§ 作業指示:
a) 盛り土災害に関する本文のうち、「ゲスト:京都大学防災研究所教授 釜井俊孝さん」で始まり「をつづけていらっしゃいます。」で終わる部分をそのまま引用してください。
b) 盛り土災害に関する本文に基づき、次の問いに答えてください。
(i) 熱海市の土石流で死亡した人は何人ですか。
(ii) 釜井俊孝さんは何の専門家として紹介されていますか。
(iii) 取材報告を担当したディレクターは誰ですか。

§ 本文抜粋:
━━━━━━━━━━━━━━━━
ゲスト:京都大学防災研究所教授 釜井俊孝さん
西宮市宅地防災専門役 吹田浩一さん
取材報告:新川和賀子ディレクター
西村)去年7月、静岡県熱海市で発生した大規模な土石流では、26人が死亡、1人が行方不明のままとなっています。この土石流は、建設残土による「盛り土」が崩れたことが原因と見られています。つまり、「人災」の側面が大きかったということなんですね。
ここ数年、極端な気候や大地震による災害が相次いでいますが、人間の開発行為によって、災害の被害が拡大してしまっているのではないか。そんなことを感じて、「ネットワーク1・17」では、熱海の土石流災害が起きる前から、「盛り土」に注目して取材を進めていました。
今回の番組では、全国各地の盛り土による災害の実例と、防災対策について、専門家とともにお伝えします。京都大学防災研究所斜面災害研究センター長の釜井俊孝さんです。釜井さんは、地すべりの専門家で、都市開発と災害の関係に以前から注目されて、現場にも足を運んで研究をつづけていらっしゃいます。
去年7月の熱海の土石流災害が発生した時には、専門家としてどんな風に感じられましたか?
釜井)ついに、来るべきものが来てしまったという感じです。実は、残土による盛土が崩壊した事例は珍しくありません。亡くなった方もいました。したがって、今後も災害は起きるだろうとは思っていました。ただ、その中でも最悪の側に振れてしまったと感じました。
西村)盛土の崩壊でこんなにも多くの人の命が奪われることがあるんだと私も感じました。
━━━━━━━━━━━━━━━━
§ 収集資料:
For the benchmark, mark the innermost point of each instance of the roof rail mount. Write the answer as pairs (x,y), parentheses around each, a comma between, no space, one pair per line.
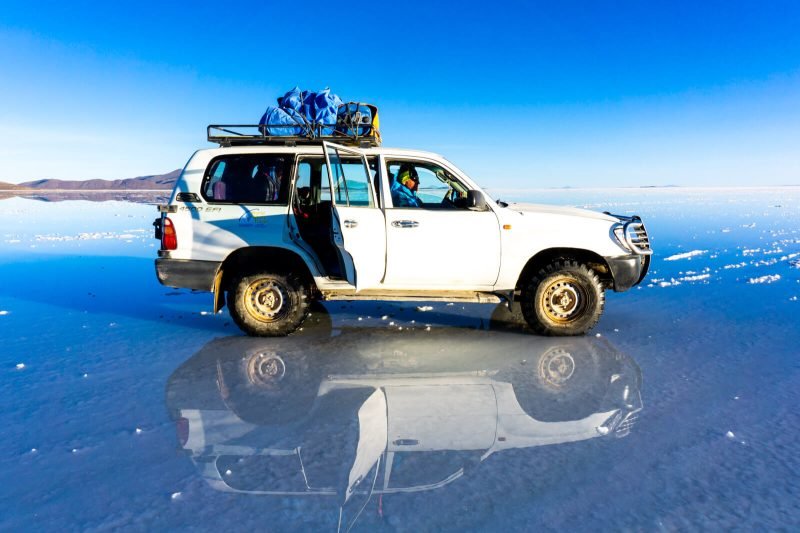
(364,136)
━━━━━━━━━━━━━━━━
§ 課題別解答:
a)
ゲスト:京都大学防災研究所教授 釜井俊孝さん
西宮市宅地防災専門役 吹田浩一さん
取材報告:新川和賀子ディレクター
西村)去年7月、静岡県熱海市で発生した大規模な土石流では、26人が死亡、1人が行方不明のままとなっています。この土石流は、建設残土による「盛り土」が崩れたことが原因と見られています。つまり、「人災」の側面が大きかったということなんですね。
ここ数年、極端な気候や大地震による災害が相次いでいますが、人間の開発行為によって、災害の被害が拡大してしまっているのではないか。そんなことを感じて、「ネットワーク1・17」では、熱海の土石流災害が起きる前から、「盛り土」に注目して取材を進めていました。
今回の番組では、全国各地の盛り土による災害の実例と、防災対策について、専門家とともにお伝えします。京都大学防災研究所斜面災害研究センター長の釜井俊孝さんです。釜井さんは、地すべりの専門家で、都市開発と災害の関係に以前から注目されて、現場にも足を運んで研究をつづけていらっしゃいます。

b)
(i) 26人
(ii) 地すべり
(iii) 新川和賀子ディレクター